Put every line of the records below into a Markdown table with the columns Row and Text, where Row numbers each line in order and Text holds the line itself. Skip blank lines, and leave the pictures out.
======== Data section ========
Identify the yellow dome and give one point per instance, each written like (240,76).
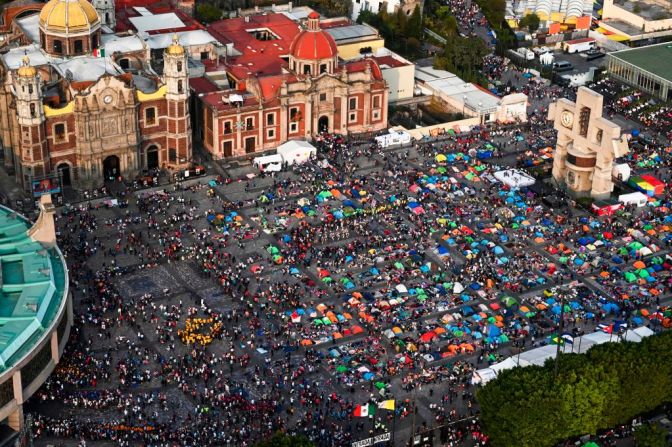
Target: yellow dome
(25,70)
(68,16)
(175,48)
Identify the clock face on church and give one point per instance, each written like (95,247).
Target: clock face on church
(567,119)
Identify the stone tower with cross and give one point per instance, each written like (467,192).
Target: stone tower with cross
(587,145)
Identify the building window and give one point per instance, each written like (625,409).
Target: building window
(150,116)
(59,132)
(584,120)
(227,148)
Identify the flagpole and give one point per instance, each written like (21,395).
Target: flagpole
(394,423)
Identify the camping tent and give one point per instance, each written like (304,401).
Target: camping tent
(296,152)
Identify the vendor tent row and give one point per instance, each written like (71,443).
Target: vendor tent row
(539,356)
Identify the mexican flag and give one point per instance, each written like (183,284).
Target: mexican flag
(387,405)
(363,411)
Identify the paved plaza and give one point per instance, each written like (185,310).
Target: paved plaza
(219,310)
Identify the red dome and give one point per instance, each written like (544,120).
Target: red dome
(313,43)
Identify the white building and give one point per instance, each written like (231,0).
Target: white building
(374,6)
(398,72)
(550,9)
(470,99)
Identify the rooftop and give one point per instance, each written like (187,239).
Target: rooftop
(656,59)
(262,41)
(33,287)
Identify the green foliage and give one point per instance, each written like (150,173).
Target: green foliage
(283,440)
(208,13)
(530,21)
(650,435)
(402,34)
(463,56)
(494,11)
(609,385)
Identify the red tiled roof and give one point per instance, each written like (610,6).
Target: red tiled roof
(259,57)
(202,85)
(389,61)
(360,65)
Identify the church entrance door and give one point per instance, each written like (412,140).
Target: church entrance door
(111,168)
(323,124)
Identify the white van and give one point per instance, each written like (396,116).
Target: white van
(269,163)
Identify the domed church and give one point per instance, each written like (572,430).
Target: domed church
(288,83)
(69,111)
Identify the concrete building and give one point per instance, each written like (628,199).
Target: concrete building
(35,310)
(551,10)
(647,68)
(636,20)
(390,6)
(587,145)
(470,99)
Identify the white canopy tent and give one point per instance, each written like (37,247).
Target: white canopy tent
(296,151)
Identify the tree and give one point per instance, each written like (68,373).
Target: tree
(650,435)
(414,28)
(592,391)
(284,440)
(208,13)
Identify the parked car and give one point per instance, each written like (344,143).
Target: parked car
(562,66)
(541,50)
(594,54)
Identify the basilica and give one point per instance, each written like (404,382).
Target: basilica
(72,112)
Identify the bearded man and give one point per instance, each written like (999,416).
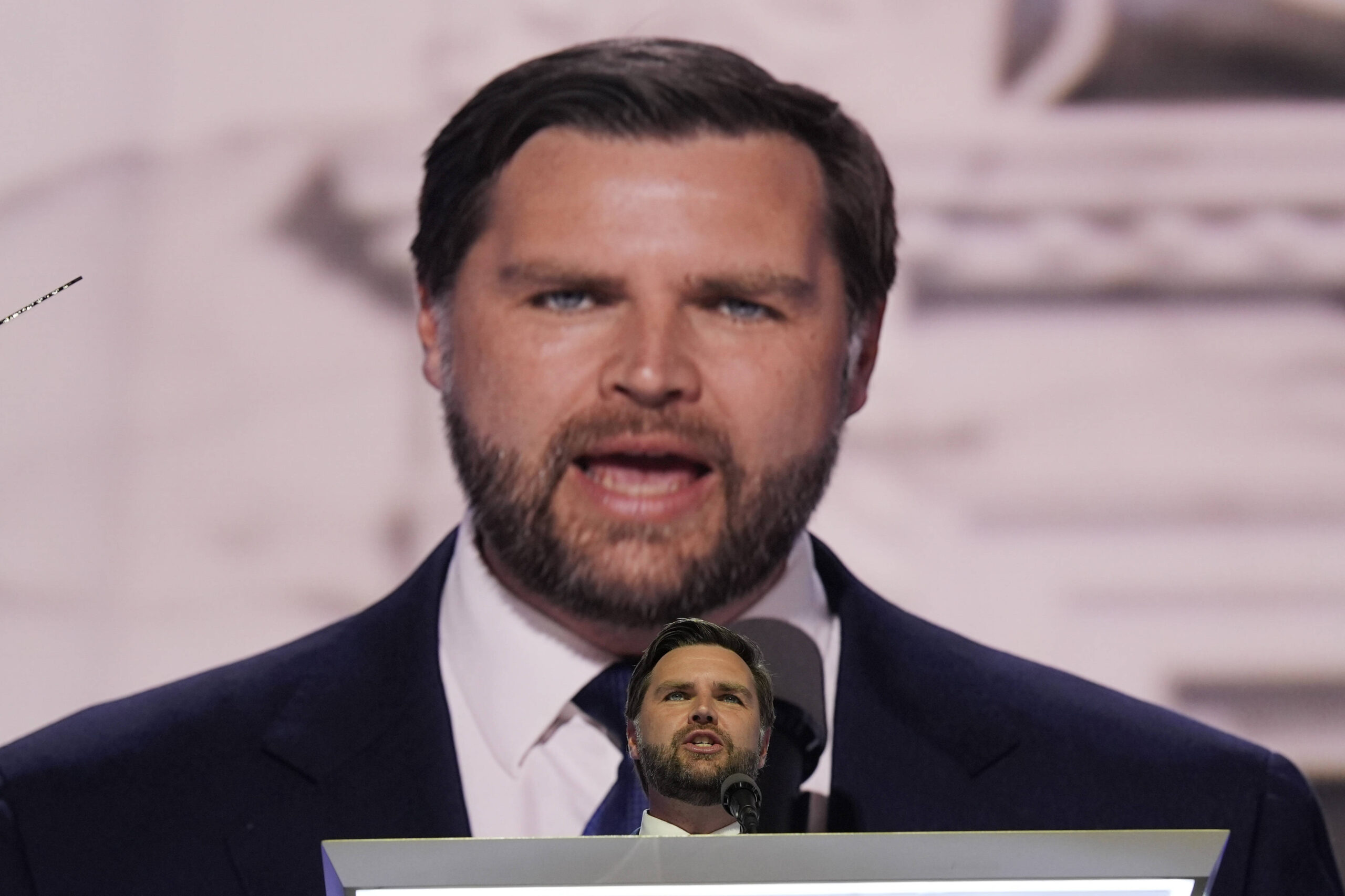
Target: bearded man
(651,284)
(698,710)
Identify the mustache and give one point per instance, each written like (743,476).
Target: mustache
(719,732)
(580,435)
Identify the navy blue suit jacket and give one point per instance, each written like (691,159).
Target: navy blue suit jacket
(226,782)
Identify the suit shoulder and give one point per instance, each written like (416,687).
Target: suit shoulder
(226,704)
(938,676)
(221,711)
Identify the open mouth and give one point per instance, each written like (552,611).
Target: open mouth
(702,742)
(642,475)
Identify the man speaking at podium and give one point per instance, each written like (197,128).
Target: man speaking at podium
(651,283)
(698,712)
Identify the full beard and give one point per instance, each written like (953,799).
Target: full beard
(513,509)
(693,778)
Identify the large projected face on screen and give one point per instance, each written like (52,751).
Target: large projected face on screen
(645,368)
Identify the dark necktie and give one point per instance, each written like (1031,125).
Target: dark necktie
(604,700)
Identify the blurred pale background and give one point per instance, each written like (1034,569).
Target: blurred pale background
(1109,428)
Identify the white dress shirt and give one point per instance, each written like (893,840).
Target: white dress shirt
(651,827)
(532,763)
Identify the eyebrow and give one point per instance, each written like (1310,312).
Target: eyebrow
(748,283)
(728,686)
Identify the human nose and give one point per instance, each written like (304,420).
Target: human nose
(650,362)
(702,713)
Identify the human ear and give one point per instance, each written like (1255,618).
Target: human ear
(428,329)
(631,743)
(863,357)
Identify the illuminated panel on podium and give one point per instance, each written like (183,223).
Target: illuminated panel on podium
(875,888)
(1117,863)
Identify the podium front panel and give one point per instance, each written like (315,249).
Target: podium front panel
(1135,863)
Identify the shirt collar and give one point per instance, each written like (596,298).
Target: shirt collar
(494,645)
(651,827)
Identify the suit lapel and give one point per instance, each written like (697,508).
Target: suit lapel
(364,746)
(914,724)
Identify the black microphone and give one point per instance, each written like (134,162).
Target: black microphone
(741,798)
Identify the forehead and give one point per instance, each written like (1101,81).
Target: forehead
(708,662)
(763,187)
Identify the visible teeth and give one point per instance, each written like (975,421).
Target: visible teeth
(638,483)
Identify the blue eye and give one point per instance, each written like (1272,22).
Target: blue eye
(564,300)
(743,310)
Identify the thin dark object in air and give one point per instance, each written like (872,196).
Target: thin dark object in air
(34,305)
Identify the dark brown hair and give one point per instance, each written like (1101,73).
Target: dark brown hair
(689,633)
(665,89)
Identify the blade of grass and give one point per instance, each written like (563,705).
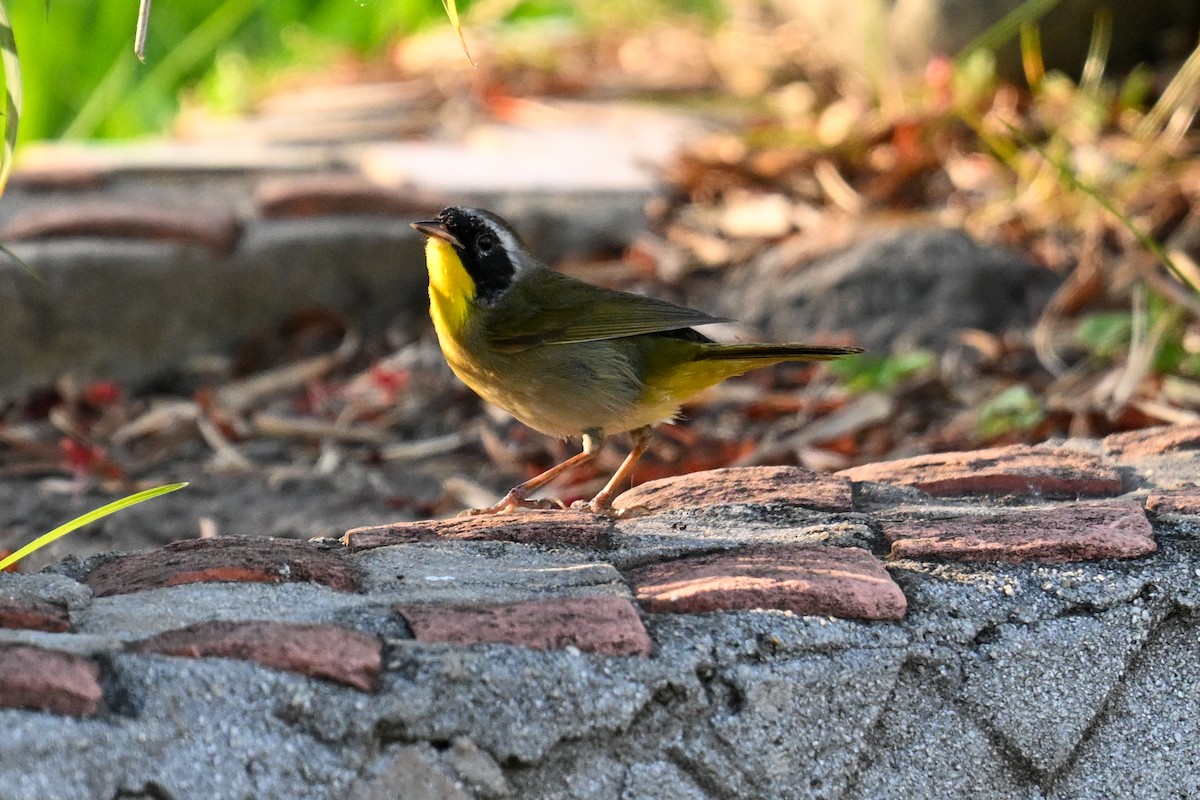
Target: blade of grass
(1031,55)
(1072,181)
(1097,52)
(139,36)
(1006,28)
(12,95)
(79,522)
(196,47)
(1180,98)
(453,13)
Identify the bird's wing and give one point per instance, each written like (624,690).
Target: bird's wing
(558,310)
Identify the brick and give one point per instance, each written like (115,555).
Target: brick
(1069,533)
(1181,501)
(603,625)
(48,680)
(59,178)
(210,228)
(34,614)
(241,559)
(1017,469)
(339,193)
(534,527)
(790,486)
(845,582)
(1152,441)
(324,651)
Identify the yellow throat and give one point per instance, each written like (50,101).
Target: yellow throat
(450,289)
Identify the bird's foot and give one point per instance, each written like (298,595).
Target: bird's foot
(514,501)
(606,510)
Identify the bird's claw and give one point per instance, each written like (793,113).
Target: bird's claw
(609,511)
(513,503)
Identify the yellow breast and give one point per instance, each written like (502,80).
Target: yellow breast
(450,296)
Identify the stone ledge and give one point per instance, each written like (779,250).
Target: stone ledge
(845,582)
(225,558)
(601,625)
(34,614)
(1018,470)
(48,680)
(1048,535)
(205,227)
(551,528)
(789,486)
(316,650)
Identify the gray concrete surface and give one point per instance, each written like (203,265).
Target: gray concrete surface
(1030,681)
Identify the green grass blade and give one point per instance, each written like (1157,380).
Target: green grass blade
(139,36)
(1071,180)
(453,13)
(1006,28)
(1179,98)
(91,516)
(12,95)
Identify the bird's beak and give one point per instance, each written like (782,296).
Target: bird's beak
(437,230)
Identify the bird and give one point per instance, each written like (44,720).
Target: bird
(567,358)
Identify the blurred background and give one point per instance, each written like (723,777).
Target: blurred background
(217,282)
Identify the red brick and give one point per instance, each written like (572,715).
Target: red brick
========
__Written answer__
| Row | Text |
|---|---|
| 1 | Identify the yellow dome and give one point per instance, each written like (240,76). |
| 2 | Target: yellow dome |
| 3 | (25,70) |
| 4 | (68,16) |
| 5 | (175,48) |
| 6 | Identify the clock face on church and give one point per instance, each written like (95,247). |
| 7 | Target: clock face on church |
| 8 | (567,119) |
| 9 | Identify the stone tower with cross and give one point per instance, each written like (467,192). |
| 10 | Target: stone tower with cross |
| 11 | (587,145) |
| 12 | Identify the building window and give one point per instance, each written like (625,409). |
| 13 | Target: building window |
| 14 | (150,116) |
| 15 | (59,132) |
| 16 | (584,120) |
| 17 | (227,148) |
| 18 | Identify the flagpole and give one point per instance, each written like (21,395). |
| 19 | Target: flagpole |
| 20 | (394,423) |
| 21 | Identify the camping tent and give one point per instance, each written like (304,401). |
| 22 | Target: camping tent |
| 23 | (296,152) |
| 24 | Identify the vendor tent row and give one point per instance, each written like (71,443). |
| 25 | Target: vendor tent row |
| 26 | (539,356) |
| 27 | Identify the mexican flag and give one point per instance, each written like (183,284). |
| 28 | Target: mexican flag |
| 29 | (387,405) |
| 30 | (363,411) |
| 31 | Identify the paved plaza and give one point per instance, each written like (185,310). |
| 32 | Target: paved plaza |
| 33 | (219,310) |
| 34 | Identify the red dome and give one point per instance, each written like (544,120). |
| 35 | Target: red dome |
| 36 | (313,43) |
| 37 | Identify the white building and give one point per instance, each written like (231,0). |
| 38 | Target: white building |
| 39 | (374,6) |
| 40 | (398,72) |
| 41 | (550,9) |
| 42 | (470,99) |
| 43 | Identify the rooftop and give one point per instance, each written like (187,239). |
| 44 | Target: rooftop |
| 45 | (656,59) |
| 46 | (262,41) |
| 47 | (33,287) |
| 48 | Identify the green foliage and give one point per instance, each written like (150,173). |
| 49 | Target: green foliage |
| 50 | (283,440) |
| 51 | (208,13) |
| 52 | (530,21) |
| 53 | (650,435) |
| 54 | (402,34) |
| 55 | (463,56) |
| 56 | (494,11) |
| 57 | (609,385) |
| 58 | Identify the red tiled roof and give one point per instance, each written like (610,6). |
| 59 | Target: red tiled roof |
| 60 | (259,57) |
| 61 | (202,85) |
| 62 | (389,61) |
| 63 | (360,65) |
| 64 | Identify the church entrance door and give one point per instance, each written like (412,140). |
| 65 | Target: church entrance door |
| 66 | (111,168) |
| 67 | (323,124) |
| 68 | Identify the white van and give one point per instance, each written like (396,116). |
| 69 | Target: white van |
| 70 | (269,163) |
| 71 | Identify the domed church and give one point per instance, each written like (572,430). |
| 72 | Target: domed church |
| 73 | (288,83) |
| 74 | (69,111) |
| 75 | Identify the concrete building and give one point per instance, each written like (628,199). |
| 76 | Target: concrete building |
| 77 | (35,310) |
| 78 | (551,10) |
| 79 | (647,68) |
| 80 | (636,20) |
| 81 | (390,6) |
| 82 | (587,145) |
| 83 | (470,99) |
| 84 | Identify the white canopy tent and give one point per instance, each written like (37,247). |
| 85 | Target: white canopy tent |
| 86 | (296,151) |
| 87 | Identify the tree and give one point per instance, each written like (68,373). |
| 88 | Target: tree |
| 89 | (650,435) |
| 90 | (414,28) |
| 91 | (592,391) |
| 92 | (284,440) |
| 93 | (208,13) |
| 94 | Identify the parked car and give one point per instance, each written like (344,143). |
| 95 | Target: parked car |
| 96 | (562,66) |
| 97 | (541,50) |
| 98 | (594,54) |
| 99 | Identify the basilica and give one point per instance, each written like (404,382). |
| 100 | Target: basilica |
| 101 | (72,112) |
| 102 | Identify the bearded man and give one point per instance, each written like (999,416). |
| 103 | Target: bearded man |
| 104 | (651,284) |
| 105 | (698,710) |
| 106 | Identify the mustache and give one point per instance, each written like (743,476). |
| 107 | Target: mustache |
| 108 | (719,732) |
| 109 | (580,435) |
| 110 | Identify the navy blue suit jacket and give one point per instance, each written like (691,159). |
| 111 | Target: navy blue suit jacket |
| 112 | (226,782) |
| 113 | Identify the suit shoulder and give one point per instance, each written like (416,687). |
| 114 | Target: suit shoulder |
| 115 | (226,704) |
| 116 | (938,676) |
| 117 | (221,711) |
| 118 | Identify the open mouth and give one point per instance, each written like (552,611). |
| 119 | Target: open mouth |
| 120 | (702,742) |
| 121 | (642,475) |
| 122 | Identify the man speaking at podium and give one point per instance, each written like (197,128). |
| 123 | Target: man speaking at podium |
| 124 | (651,283) |
| 125 | (698,712) |
| 126 | Identify the full beard and give one point per instance, each written like (953,799). |
| 127 | Target: full beard |
| 128 | (513,509) |
| 129 | (693,778) |
| 130 | Identify the large projected face on screen and give one point per instance, each written like (52,751). |
| 131 | Target: large projected face on screen |
| 132 | (645,368) |
| 133 | Identify the dark necktie and give one point per instance, each written like (1031,125). |
| 134 | Target: dark necktie |
| 135 | (604,700) |
| 136 | Identify the blurred pale background and give one point per instance, each written like (1034,569). |
| 137 | Target: blurred pale background |
| 138 | (1109,428) |
| 139 | Identify the white dress shirt and give one point per instance, each written like (893,840). |
| 140 | Target: white dress shirt |
| 141 | (651,827) |
| 142 | (532,763) |
| 143 | Identify the eyebrow and give one point per instance, each written like (1310,312). |
| 144 | Target: eyebrow |
| 145 | (748,283) |
| 146 | (728,686) |
| 147 | Identify the human nose and give one point per instance, each written like (304,420). |
| 148 | Target: human nose |
| 149 | (650,362) |
| 150 | (702,713) |
| 151 | Identify the human ear and give one point per instance, each written like (1255,618). |
| 152 | Target: human ear |
| 153 | (428,329) |
| 154 | (631,743) |
| 155 | (863,357) |
| 156 | Identify the illuminated panel on podium and give one point per instance, each written like (183,223). |
| 157 | Target: illuminated panel on podium |
| 158 | (875,888) |
| 159 | (1117,863) |
| 160 | Identify the podium front panel and give one point per instance, each written like (315,249). |
| 161 | Target: podium front panel |
| 162 | (1135,863) |
| 163 | Identify the shirt collar and give one point per instance, each written like (596,298). |
| 164 | Target: shirt collar |
| 165 | (494,645) |
| 166 | (651,827) |
| 167 | Identify the suit lapel and give one point per instance, each written like (697,508). |
| 168 | Target: suit lapel |
| 169 | (364,746) |
| 170 | (914,724) |
| 171 | Identify the black microphone and give one point per instance, each written like (134,162). |
| 172 | Target: black microphone |
| 173 | (741,798) |
| 174 | Identify the forehead and give one point per instance, each written like (1101,81). |
| 175 | Target: forehead |
| 176 | (708,662) |
| 177 | (763,187) |
| 178 | Identify the visible teeth and give one point per instance, each written like (975,421). |
| 179 | Target: visible teeth |
| 180 | (638,483) |
| 181 | Identify the blue eye and give one point per instance, each written like (1272,22). |
| 182 | Target: blue eye |
| 183 | (564,300) |
| 184 | (743,310) |
| 185 | Identify the thin dark object in air and give one point per instance, each written like (872,196). |
| 186 | Target: thin dark object in air |
| 187 | (34,305) |
| 188 | Identify the dark brown hair and give one point per instance, each written like (1101,73). |
| 189 | Target: dark brown hair |
| 190 | (689,633) |
| 191 | (665,89) |
| 192 | Identify the blade of grass and give one point per instance, each written like (563,705). |
| 193 | Target: blade of grass |
| 194 | (1031,55) |
| 195 | (1072,181) |
| 196 | (1097,52) |
| 197 | (139,36) |
| 198 | (1006,28) |
| 199 | (12,95) |
| 200 | (79,522) |
| 201 | (196,47) |
| 202 | (1180,98) |
| 203 | (453,13) |
| 204 | Identify the bird's wing and give one point per instance, each written like (624,690). |
| 205 | Target: bird's wing |
| 206 | (558,310) |
| 207 | Identify the brick and give one point per instance, each written like (115,555). |
| 208 | Target: brick |
| 209 | (1069,533) |
| 210 | (1181,501) |
| 211 | (603,625) |
| 212 | (48,680) |
| 213 | (59,178) |
| 214 | (210,228) |
| 215 | (34,614) |
| 216 | (241,559) |
| 217 | (1017,469) |
| 218 | (339,193) |
| 219 | (534,527) |
| 220 | (790,486) |
| 221 | (845,582) |
| 222 | (1152,441) |
| 223 | (324,651) |
| 224 | Identify the yellow throat and give one point per instance, each written like (50,101). |
| 225 | Target: yellow throat |
| 226 | (450,289) |
| 227 | Identify the bird's foot and give one point per instance, each written like (298,595). |
| 228 | Target: bird's foot |
| 229 | (514,501) |
| 230 | (606,510) |
| 231 | Identify the bird's claw and give one point per instance, each written like (793,113). |
| 232 | Target: bird's claw |
| 233 | (609,511) |
| 234 | (513,503) |
| 235 | Identify the yellow breast and give one point per instance, each written like (502,80). |
| 236 | Target: yellow breast |
| 237 | (450,296) |
| 238 | Identify the stone ledge and give one point per instance, each written like (779,250). |
| 239 | Target: stone ledge |
| 240 | (845,582) |
| 241 | (225,558) |
| 242 | (601,625) |
| 243 | (34,614) |
| 244 | (1018,470) |
| 245 | (48,680) |
| 246 | (1048,535) |
| 247 | (205,227) |
| 248 | (551,528) |
| 249 | (789,486) |
| 250 | (316,650) |
| 251 | Identify the gray concrete surface and give one point per instance, each written like (203,265). |
| 252 | Target: gray concrete surface |
| 253 | (1030,681) |
| 254 | Identify the green grass blade and give one point per instance, each written like (1157,380). |
| 255 | Target: green grass blade |
| 256 | (139,36) |
| 257 | (1071,180) |
| 258 | (453,13) |
| 259 | (1006,28) |
| 260 | (1179,98) |
| 261 | (91,516) |
| 262 | (12,95) |
| 263 | Identify the bird's beak and give one point per instance, each written like (782,296). |
| 264 | Target: bird's beak |
| 265 | (437,230) |
| 266 | Identify the bird and give one point per instance, each written like (44,720). |
| 267 | Target: bird |
| 268 | (567,358) |
| 269 | Identify the blurred background and give one point per instance, each written like (723,777). |
| 270 | Target: blurred background |
| 271 | (217,282) |
| 272 | Identify the red brick and give one point per instance, each written like (572,715). |
| 273 | Target: red brick |